Dataset entries>
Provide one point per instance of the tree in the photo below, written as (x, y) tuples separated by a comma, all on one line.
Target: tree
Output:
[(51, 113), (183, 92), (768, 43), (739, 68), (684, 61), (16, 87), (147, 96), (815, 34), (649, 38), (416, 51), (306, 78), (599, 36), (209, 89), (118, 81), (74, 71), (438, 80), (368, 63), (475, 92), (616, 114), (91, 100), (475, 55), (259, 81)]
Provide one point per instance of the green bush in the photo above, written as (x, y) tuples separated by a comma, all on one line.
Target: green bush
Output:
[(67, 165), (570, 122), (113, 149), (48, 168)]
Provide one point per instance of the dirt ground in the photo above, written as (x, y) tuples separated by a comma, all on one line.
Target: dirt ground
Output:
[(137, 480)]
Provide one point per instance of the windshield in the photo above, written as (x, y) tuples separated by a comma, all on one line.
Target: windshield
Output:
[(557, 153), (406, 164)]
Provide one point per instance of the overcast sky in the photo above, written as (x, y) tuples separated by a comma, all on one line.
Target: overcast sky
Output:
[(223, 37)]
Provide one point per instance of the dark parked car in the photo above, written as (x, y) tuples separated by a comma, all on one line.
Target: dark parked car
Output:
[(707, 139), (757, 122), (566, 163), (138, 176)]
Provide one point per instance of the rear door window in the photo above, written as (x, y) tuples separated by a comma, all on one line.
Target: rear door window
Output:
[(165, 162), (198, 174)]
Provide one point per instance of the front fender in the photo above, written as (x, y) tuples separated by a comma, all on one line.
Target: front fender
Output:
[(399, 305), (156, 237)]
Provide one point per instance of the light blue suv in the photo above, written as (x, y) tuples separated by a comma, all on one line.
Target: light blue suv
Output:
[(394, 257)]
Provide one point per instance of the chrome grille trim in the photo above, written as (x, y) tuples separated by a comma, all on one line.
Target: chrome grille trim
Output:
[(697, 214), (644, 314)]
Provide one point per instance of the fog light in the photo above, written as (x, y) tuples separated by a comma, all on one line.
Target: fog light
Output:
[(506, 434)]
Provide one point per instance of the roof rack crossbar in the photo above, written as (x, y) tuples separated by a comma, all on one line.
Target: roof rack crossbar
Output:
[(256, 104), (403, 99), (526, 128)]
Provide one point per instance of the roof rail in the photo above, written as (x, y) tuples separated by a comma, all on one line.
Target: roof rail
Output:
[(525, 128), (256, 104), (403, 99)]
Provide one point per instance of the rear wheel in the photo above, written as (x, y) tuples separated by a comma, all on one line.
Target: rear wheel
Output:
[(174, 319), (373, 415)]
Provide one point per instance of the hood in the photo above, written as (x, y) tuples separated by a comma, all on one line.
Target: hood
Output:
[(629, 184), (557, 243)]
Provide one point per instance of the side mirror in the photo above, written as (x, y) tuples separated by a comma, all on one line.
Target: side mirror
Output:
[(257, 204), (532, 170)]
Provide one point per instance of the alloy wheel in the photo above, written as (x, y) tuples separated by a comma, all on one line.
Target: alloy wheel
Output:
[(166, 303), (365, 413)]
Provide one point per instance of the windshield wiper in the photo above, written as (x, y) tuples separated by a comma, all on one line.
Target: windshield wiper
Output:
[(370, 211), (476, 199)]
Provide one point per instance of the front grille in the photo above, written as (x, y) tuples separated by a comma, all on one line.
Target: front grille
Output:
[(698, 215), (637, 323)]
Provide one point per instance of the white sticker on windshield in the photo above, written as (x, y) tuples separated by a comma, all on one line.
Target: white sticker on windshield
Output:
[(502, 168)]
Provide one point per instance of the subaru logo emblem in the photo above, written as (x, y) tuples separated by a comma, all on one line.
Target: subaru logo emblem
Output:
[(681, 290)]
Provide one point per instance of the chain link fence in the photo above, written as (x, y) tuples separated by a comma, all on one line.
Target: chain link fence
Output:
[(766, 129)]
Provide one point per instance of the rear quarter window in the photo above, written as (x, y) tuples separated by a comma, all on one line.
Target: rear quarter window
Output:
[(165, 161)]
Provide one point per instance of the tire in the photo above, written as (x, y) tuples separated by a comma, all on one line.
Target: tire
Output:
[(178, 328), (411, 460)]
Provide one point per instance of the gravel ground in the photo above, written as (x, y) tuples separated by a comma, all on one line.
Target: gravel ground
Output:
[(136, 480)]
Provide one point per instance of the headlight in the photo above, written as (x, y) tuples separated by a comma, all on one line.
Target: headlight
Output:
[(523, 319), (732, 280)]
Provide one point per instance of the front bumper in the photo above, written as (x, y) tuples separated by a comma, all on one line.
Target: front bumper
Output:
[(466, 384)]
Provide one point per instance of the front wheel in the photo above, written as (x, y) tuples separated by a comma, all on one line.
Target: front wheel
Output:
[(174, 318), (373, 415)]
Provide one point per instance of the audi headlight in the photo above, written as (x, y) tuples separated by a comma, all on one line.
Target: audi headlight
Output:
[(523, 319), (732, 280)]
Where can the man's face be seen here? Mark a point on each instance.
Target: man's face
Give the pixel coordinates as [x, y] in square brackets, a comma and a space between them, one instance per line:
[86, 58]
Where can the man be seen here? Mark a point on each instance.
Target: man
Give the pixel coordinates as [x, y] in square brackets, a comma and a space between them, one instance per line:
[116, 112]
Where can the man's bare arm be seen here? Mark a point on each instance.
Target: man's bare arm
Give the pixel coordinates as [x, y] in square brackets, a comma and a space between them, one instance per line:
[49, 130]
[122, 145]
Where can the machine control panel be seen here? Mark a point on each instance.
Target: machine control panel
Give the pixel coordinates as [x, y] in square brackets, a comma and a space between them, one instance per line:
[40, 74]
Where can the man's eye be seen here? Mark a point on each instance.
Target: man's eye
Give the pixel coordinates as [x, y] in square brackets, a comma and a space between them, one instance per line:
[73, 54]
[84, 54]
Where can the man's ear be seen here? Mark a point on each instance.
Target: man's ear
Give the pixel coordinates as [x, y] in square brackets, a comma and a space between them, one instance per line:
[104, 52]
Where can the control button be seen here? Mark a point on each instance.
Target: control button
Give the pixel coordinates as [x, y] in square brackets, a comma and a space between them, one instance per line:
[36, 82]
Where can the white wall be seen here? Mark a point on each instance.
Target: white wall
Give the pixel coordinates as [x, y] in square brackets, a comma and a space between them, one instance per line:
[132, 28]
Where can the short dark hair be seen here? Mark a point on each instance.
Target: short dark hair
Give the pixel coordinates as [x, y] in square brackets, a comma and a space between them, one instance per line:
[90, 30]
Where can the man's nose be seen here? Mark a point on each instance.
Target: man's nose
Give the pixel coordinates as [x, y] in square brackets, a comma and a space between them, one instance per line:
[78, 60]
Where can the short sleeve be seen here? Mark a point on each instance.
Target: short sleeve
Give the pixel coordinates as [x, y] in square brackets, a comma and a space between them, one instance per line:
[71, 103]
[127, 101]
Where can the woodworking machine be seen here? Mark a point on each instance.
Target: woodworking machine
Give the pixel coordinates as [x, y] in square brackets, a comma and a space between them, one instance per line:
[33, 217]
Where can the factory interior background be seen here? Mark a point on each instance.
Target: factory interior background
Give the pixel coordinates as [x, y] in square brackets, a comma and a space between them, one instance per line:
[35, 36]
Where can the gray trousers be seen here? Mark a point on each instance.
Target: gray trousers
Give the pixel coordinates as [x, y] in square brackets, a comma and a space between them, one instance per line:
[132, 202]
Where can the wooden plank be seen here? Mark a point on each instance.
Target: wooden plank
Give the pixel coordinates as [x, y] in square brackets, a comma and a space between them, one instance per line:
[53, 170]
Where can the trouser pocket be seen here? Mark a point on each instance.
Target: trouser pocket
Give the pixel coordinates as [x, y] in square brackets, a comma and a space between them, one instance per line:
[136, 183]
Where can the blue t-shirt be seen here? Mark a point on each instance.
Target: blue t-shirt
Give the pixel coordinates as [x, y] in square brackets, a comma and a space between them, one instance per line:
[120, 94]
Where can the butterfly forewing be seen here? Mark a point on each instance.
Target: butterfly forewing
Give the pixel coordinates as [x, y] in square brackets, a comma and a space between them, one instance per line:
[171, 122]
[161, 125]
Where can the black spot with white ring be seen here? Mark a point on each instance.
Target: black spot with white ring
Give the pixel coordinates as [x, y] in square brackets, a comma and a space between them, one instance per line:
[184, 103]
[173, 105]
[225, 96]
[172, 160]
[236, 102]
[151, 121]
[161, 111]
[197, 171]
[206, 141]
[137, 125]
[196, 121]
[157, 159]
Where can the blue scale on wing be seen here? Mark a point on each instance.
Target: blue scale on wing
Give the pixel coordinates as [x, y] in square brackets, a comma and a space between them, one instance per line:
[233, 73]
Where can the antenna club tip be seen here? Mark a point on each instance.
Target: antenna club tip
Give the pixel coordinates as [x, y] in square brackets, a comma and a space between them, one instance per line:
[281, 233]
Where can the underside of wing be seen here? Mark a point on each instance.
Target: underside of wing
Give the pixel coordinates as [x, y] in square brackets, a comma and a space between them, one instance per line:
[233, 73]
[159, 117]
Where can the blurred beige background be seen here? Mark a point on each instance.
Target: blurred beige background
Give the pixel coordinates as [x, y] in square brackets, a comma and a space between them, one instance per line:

PROMPT> The entries above hold the needed span. Transcribe exactly the lines from the one with "Where can the man's ear" to the one with "Target: gray trousers", both included.

COMPLETED EXERCISE>
Where can the man's ear be seen here? Mark a point on each instance.
Target: man's ear
Give the pixel coordinates as [x, y] in square brackets, a comma and a space between them, one instance per line:
[104, 52]
Where can the control button be seen here? Mark a point on each instance.
Target: control button
Give the pixel coordinates as [x, y] in square brackets, a comma and a space between them, one instance per line:
[36, 82]
Where can the white wall be seen here? Mark a point on each instance.
Target: white wall
Give the pixel coordinates as [x, y] in square brackets, a comma and a space between them, one instance per line:
[132, 28]
Where can the short dark hair be seen here? Mark a point on each instance.
Target: short dark hair
Give the pixel coordinates as [x, y] in square brackets, a comma and a space between them, one instance per line:
[90, 30]
Where can the man's nose be seen here? Mark a point on each instance.
Target: man's nose
Give the pixel coordinates as [x, y] in square brackets, a comma and a space between them, one instance per line:
[78, 60]
Where can the short sleeve be seen here? Mark a point on each instance.
Target: short sleeve
Give the pixel coordinates as [x, y] in square brackets, a comma and a space between them, one instance per line:
[71, 103]
[127, 101]
Where can the woodworking machine be seen here? Mark a point on each instance.
Target: woodworking machine
Give the pixel coordinates as [x, y] in square brackets, a comma and a space between them, one instance per line:
[33, 217]
Where can the factory interior background be seen here? Mark a point on each instance.
Target: factory interior background
Give the pixel coordinates as [x, y] in square brackets, a comma and a space between them, one instance per line:
[35, 36]
Where can the gray trousers be seen here? Mark a point on each instance.
Target: gray trousers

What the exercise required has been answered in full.